# Requirement 1
List every four-digit year given in the text on the founding of the Royal Society of Edinburgh, in the order they appear.
# Requirement 2
Please reproduce the passage of the Royal Society of Edinburgh text from "In 1737 the" up to and including "of current interest.".

The Royal Society of Edinburgh was founded in 1783. It has played an important role in the scientific and literary life of Scotland in the years since its foundation and, with the recent re-establishment of a Scottish Parliament, it is now becoming even more important as an advisory body. In this article we discuss the way in which the Society came into being and, in particular, we examine the way in which some of the mathematicians whose biographies are in this archive were involved with the Society.
Although Maclaurin died nearly forty years before the founding of the Royal Society of Edinburgh he played a very important part. The Society for the Improvement of Medical Knowledge was founded in Edinburgh in 1731 and Maclaurin became one of its members. Not happy with such restricted topics, he worked to expand the Medical Society of Edinburgh into a wider society to include other branches of learning. Perhaps he already had in mind a society broadly similar to the Royal Society of London of which he had been a Fellow since 1719.
In 1737 the broader Society was formed with the full title "Edinburgh Society for Improving Arts and Sciences and particularly Natural Knowledge". As one might expect this was far too long a title for people to use, and the Society was known as the Philosophical Society of Edinburgh. Maclaurin himself acted as one of the two secretaries of this expanded Society and at the monthly meetings he often read a paper of his own or a letter from a foreign scientist on the latest developments in some topic of current interest.
The Philosophical Society of Edinburgh was not the only Edinburgh Society of which Maclaurin was a member. He also belonged to the Rankenian Club which met in Ranken's Inn in Edinburgh. This Club was founded in 1716 nearly ten years before Maclaurin was appointed to the University of Edinburgh, and it was a Club which suited Maclaurin with its mixture of congenial fellowship and the aim of its members in pursuing knowledge. It is generally accepted that the Philosophical Society of Edinburgh was the major player in the move towards the establishment of the Royal Society of Edinburgh, but undoubtedly the Rankenian Club played its part.
Shapin describes the events which led to the founding of the Royal Society of Edinburgh in , see also his paper . The year 1782 was crucial in its foundation. That was in the year in which the Society of Antiquaries of Scotland, at this time quite a new Society, decided to seek a Royal Charter. The Society had fairly broad aims which it stated as:-
... the cultivation of both antiquities and many aspects of general knowledge.
Both the University of Edinburgh and the Faculty of Advocates worried about this proposal by the Society of Antiquaries, for they saw an expanded Society with a Royal Charter as a competitor to them in certain of their functions. In a move to counter this proposal the Professor of History at the University of Edinburgh, John Walker, proposed that the University of Edinburgh, the Faculty of Advocates, the Philosophical Society of Edinburgh, and the Society of Antiquaries of Scotland should seek a Royal Charter to establish the Royal Society of Edinburgh. The proposal drawn up by Walker was entitled:-
Proposal for establishing at Edinburgh, a Society for the advancement of Learning and Useful Knowledge.

# Excerpted data
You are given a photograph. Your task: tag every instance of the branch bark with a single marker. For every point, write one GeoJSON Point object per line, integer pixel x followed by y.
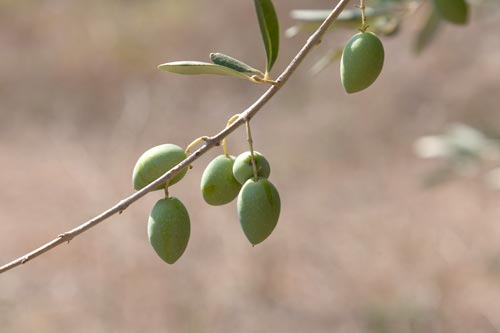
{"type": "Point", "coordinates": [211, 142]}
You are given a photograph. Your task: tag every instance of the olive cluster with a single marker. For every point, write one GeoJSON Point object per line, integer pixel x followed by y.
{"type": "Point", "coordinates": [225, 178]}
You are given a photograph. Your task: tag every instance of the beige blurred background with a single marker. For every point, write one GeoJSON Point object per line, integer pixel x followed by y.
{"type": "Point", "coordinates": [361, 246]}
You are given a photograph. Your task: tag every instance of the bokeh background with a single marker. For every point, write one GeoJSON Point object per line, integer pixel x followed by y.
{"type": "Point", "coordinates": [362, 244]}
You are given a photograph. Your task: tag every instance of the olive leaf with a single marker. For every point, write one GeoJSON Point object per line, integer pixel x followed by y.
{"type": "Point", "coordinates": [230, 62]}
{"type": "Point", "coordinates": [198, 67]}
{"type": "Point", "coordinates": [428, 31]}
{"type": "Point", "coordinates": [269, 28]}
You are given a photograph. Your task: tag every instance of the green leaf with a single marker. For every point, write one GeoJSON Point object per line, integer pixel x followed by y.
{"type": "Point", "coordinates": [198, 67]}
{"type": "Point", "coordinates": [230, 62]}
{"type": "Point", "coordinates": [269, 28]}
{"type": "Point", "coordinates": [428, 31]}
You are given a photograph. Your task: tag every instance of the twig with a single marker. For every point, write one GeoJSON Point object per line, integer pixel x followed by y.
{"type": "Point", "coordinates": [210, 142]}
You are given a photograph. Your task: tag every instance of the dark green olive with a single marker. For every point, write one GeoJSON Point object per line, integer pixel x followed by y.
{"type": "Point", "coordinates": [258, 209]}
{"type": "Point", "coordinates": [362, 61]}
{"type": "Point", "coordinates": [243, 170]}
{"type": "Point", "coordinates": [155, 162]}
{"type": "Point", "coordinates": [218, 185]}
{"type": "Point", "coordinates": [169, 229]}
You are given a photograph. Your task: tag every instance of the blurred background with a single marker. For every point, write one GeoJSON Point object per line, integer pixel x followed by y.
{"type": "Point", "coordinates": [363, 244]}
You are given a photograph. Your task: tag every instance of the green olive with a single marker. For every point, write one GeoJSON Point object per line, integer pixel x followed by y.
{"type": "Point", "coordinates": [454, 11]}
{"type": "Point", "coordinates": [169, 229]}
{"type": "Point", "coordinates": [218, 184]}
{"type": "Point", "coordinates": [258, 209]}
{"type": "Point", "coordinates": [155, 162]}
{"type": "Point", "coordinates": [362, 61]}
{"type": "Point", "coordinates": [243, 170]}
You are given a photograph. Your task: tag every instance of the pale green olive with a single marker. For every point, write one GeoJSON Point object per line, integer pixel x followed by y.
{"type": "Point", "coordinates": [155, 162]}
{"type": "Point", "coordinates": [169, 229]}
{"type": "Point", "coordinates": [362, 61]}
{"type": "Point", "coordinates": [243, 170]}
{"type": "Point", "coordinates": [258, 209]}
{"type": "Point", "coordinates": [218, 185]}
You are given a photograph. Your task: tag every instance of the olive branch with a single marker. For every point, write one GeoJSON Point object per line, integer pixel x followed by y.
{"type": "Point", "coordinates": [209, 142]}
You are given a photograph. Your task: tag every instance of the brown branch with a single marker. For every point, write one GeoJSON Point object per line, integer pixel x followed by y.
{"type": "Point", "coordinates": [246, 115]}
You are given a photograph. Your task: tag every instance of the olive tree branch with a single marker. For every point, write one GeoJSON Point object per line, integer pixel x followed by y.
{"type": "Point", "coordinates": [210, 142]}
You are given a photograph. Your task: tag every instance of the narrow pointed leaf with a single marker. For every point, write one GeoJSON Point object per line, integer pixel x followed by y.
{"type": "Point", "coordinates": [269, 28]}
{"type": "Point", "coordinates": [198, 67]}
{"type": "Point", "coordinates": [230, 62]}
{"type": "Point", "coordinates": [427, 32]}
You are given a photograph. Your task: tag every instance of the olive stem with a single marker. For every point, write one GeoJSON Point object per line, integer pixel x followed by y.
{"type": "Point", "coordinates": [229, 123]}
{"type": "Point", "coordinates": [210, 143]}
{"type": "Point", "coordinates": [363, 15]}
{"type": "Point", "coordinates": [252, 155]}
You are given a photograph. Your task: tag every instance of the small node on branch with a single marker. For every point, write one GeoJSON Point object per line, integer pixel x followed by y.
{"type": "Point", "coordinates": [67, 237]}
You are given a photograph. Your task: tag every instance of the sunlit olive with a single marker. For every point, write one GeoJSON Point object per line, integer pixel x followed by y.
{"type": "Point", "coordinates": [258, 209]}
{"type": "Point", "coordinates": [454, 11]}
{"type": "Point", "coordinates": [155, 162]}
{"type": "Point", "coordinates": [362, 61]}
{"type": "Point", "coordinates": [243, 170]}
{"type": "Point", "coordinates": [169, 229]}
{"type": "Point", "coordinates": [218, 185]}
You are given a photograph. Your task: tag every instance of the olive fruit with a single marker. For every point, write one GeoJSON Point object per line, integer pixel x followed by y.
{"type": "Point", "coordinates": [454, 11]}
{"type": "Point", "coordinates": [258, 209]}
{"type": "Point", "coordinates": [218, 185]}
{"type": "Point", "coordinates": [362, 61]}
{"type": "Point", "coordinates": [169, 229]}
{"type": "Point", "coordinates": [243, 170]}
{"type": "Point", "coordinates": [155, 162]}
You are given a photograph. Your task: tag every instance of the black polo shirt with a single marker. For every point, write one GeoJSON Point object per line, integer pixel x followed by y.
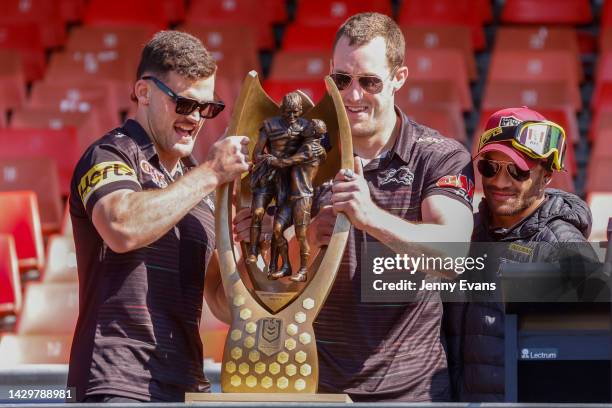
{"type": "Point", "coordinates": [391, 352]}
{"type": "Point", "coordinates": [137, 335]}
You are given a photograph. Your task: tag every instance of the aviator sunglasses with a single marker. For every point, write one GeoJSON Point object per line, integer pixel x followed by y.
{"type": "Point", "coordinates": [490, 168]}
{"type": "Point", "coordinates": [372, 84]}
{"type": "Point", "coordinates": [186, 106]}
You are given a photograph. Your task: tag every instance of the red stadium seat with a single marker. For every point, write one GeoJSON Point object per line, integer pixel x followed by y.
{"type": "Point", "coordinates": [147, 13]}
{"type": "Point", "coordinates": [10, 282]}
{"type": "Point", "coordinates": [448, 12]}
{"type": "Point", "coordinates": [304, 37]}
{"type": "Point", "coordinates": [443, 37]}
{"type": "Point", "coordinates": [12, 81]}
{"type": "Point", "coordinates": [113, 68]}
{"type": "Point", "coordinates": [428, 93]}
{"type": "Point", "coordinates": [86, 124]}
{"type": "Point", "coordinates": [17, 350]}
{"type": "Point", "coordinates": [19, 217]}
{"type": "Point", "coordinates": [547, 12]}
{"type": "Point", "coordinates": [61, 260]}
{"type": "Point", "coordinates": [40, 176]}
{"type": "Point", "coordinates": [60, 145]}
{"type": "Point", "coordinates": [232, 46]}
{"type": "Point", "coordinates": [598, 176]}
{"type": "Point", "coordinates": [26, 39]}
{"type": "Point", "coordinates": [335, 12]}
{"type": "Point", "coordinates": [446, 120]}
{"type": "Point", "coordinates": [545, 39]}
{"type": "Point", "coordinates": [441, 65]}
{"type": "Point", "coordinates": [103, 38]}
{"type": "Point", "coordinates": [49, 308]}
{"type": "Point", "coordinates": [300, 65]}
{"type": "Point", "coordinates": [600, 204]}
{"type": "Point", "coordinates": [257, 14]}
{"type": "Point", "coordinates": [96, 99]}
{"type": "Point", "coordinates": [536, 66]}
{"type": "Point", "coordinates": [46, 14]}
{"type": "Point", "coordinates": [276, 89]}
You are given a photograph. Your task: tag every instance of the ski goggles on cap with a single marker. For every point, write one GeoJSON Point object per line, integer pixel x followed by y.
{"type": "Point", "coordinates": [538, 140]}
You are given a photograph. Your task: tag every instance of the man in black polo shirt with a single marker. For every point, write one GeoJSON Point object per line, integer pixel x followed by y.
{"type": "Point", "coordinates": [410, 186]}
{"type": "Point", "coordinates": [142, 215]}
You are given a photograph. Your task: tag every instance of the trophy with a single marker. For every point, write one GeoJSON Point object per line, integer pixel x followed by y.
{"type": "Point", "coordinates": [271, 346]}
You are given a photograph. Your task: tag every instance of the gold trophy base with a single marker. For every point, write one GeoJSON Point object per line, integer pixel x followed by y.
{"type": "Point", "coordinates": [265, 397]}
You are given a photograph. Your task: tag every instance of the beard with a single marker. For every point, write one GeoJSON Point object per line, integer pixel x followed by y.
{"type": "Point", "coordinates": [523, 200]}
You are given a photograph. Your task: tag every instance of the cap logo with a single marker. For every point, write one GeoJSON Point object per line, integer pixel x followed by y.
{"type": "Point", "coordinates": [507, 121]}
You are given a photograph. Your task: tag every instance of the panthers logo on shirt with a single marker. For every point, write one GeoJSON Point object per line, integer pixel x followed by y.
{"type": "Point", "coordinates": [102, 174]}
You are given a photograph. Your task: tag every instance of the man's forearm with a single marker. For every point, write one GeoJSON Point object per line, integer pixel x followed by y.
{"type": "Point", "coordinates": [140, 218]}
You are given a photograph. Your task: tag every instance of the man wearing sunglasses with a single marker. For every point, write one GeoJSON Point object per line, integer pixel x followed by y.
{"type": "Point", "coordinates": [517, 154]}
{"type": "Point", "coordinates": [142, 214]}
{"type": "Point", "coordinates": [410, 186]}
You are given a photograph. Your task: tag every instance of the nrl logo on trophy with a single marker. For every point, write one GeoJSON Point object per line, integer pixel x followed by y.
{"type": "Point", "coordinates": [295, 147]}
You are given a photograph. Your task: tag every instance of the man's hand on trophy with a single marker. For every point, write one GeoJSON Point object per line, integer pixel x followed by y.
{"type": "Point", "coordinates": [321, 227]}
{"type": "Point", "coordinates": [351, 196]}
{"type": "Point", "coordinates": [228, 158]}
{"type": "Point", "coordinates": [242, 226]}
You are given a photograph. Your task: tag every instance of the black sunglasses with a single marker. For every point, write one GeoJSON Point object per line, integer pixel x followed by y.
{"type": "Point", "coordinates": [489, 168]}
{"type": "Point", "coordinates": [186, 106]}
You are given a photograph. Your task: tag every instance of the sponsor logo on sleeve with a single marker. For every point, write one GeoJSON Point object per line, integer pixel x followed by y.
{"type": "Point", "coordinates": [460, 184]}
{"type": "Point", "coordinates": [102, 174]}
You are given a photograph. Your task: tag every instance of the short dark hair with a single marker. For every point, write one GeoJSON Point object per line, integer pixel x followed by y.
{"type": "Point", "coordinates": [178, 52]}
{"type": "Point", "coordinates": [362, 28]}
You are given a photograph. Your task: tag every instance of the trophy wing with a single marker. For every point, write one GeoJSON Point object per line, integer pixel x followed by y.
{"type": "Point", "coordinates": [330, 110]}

...

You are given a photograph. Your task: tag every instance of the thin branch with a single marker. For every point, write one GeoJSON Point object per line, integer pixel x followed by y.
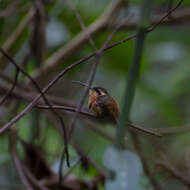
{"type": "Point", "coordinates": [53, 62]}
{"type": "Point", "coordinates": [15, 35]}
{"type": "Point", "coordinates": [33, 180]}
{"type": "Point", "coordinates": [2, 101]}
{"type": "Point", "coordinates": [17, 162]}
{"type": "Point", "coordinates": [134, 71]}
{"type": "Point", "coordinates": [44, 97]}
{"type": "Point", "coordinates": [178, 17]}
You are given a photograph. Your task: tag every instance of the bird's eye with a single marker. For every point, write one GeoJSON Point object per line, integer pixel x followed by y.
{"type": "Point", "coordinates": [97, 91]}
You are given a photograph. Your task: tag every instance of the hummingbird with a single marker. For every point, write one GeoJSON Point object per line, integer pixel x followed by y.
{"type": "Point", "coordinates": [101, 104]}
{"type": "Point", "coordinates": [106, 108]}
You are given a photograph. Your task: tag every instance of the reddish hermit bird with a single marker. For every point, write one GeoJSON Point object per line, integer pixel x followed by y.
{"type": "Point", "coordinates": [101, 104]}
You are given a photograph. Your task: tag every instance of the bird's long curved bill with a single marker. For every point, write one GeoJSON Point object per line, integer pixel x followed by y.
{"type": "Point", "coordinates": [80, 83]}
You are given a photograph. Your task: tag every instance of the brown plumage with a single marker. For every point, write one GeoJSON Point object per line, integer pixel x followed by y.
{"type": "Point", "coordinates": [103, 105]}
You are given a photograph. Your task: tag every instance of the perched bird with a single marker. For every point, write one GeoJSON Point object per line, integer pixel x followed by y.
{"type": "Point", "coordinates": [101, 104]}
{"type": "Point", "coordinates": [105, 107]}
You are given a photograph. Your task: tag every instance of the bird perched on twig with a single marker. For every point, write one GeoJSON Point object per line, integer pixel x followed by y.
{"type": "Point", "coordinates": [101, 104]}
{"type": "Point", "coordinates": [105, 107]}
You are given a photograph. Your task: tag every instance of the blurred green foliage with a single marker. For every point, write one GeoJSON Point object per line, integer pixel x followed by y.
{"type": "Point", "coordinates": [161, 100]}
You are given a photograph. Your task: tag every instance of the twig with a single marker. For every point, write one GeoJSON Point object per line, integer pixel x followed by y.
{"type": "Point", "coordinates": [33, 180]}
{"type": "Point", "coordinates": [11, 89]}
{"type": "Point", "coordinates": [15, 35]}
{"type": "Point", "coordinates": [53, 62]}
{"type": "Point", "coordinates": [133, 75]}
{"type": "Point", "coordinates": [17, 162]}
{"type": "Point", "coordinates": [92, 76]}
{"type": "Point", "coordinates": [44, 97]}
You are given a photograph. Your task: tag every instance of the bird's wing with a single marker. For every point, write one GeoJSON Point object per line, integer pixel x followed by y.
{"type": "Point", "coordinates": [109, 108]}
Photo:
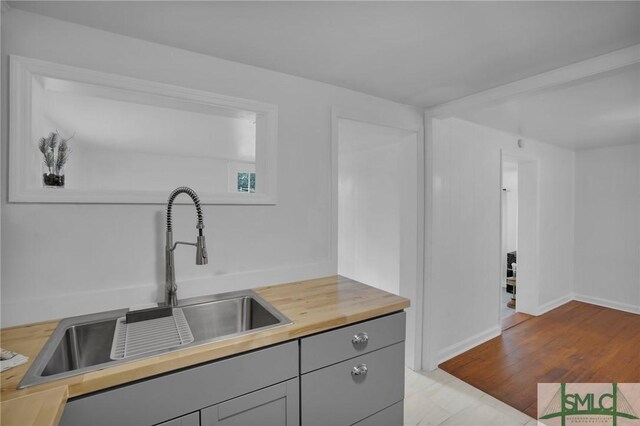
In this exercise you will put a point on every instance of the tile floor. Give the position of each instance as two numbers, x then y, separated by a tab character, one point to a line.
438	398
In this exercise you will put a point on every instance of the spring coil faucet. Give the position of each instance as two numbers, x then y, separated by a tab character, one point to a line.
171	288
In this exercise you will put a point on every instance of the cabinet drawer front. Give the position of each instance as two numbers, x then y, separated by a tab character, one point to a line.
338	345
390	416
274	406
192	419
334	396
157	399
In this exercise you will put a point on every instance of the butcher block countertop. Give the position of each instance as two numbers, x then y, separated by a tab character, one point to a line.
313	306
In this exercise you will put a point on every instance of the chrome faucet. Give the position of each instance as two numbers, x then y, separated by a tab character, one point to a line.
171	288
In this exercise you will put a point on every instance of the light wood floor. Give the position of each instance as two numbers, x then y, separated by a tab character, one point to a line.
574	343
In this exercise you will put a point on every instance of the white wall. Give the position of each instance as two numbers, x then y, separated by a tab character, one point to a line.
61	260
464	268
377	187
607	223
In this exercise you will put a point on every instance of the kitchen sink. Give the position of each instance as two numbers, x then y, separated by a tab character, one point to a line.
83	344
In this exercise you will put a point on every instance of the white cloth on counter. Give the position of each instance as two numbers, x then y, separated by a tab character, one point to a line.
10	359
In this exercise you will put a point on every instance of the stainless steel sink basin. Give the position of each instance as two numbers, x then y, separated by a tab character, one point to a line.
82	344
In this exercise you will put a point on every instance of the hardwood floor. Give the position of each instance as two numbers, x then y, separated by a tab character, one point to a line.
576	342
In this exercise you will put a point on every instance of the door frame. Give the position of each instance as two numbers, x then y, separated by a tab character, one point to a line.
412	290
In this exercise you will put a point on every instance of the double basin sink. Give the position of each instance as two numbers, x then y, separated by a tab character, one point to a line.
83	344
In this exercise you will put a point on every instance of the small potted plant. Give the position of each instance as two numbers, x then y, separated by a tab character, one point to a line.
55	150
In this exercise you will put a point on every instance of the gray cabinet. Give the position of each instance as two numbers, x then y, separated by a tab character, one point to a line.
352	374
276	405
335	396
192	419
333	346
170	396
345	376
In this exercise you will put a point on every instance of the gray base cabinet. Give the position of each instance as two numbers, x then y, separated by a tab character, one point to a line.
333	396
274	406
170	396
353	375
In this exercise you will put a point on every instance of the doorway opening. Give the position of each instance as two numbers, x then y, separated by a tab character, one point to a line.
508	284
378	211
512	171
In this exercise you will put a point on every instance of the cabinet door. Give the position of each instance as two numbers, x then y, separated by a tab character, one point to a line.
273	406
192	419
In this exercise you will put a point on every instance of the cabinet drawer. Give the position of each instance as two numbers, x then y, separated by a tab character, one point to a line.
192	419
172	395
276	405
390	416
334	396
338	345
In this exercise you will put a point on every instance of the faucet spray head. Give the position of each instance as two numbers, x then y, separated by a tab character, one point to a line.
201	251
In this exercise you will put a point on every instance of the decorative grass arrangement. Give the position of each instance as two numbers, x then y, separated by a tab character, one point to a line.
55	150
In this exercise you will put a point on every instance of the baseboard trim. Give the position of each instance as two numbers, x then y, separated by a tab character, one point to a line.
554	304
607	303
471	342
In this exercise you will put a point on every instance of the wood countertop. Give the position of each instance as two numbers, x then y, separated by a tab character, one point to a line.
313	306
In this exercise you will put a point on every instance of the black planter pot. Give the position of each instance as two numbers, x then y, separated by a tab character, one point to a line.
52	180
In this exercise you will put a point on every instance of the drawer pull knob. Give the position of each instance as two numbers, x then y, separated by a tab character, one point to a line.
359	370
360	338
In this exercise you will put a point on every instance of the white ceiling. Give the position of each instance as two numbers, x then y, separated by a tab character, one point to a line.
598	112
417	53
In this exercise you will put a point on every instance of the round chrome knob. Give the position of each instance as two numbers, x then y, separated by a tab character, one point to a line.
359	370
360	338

...

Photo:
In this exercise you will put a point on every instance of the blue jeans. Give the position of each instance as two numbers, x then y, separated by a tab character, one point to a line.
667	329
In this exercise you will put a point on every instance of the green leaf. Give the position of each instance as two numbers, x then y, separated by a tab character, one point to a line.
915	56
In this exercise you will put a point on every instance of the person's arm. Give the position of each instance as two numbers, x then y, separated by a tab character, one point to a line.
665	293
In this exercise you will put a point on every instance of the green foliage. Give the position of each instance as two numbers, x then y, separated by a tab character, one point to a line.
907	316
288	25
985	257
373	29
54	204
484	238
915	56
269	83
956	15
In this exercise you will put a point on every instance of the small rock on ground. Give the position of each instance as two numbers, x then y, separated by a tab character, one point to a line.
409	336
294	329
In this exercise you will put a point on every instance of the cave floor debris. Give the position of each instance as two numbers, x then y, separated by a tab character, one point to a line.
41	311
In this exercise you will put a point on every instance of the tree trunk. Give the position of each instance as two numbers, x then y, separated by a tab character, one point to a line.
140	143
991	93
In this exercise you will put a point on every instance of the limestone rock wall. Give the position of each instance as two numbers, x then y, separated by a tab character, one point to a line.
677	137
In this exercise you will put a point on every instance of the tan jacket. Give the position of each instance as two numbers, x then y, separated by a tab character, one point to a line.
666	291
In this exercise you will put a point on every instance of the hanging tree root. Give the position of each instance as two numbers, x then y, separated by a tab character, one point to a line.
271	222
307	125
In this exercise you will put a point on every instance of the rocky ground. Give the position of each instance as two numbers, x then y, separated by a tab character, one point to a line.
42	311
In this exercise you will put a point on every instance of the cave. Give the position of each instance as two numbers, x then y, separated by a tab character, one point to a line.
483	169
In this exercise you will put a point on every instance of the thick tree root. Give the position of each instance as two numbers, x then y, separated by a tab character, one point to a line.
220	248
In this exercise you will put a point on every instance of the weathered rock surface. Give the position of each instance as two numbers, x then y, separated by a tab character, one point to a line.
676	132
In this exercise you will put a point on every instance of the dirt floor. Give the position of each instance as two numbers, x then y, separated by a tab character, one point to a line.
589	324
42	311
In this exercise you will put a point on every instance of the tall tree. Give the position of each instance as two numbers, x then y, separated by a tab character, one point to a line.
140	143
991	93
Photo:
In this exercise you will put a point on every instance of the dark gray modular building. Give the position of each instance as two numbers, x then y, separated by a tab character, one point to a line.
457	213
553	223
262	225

# Task output 1
1783, 1731, 1719, 1737, 1716, 1782

# Task output 2
In 1737 the broader Society was formed with the full title "Edinburgh Society for Improving Arts and Sciences and particularly Natural Knowledge". As one might expect this was far too long a title for people to use, and the Society was known as the Philosophical Society of Edinburgh. Maclaurin himself acted as one of the two secretaries of this expanded Society and at the monthly meetings he often read a paper of his own or a letter from a foreign scientist on the latest developments in some topic of current interest.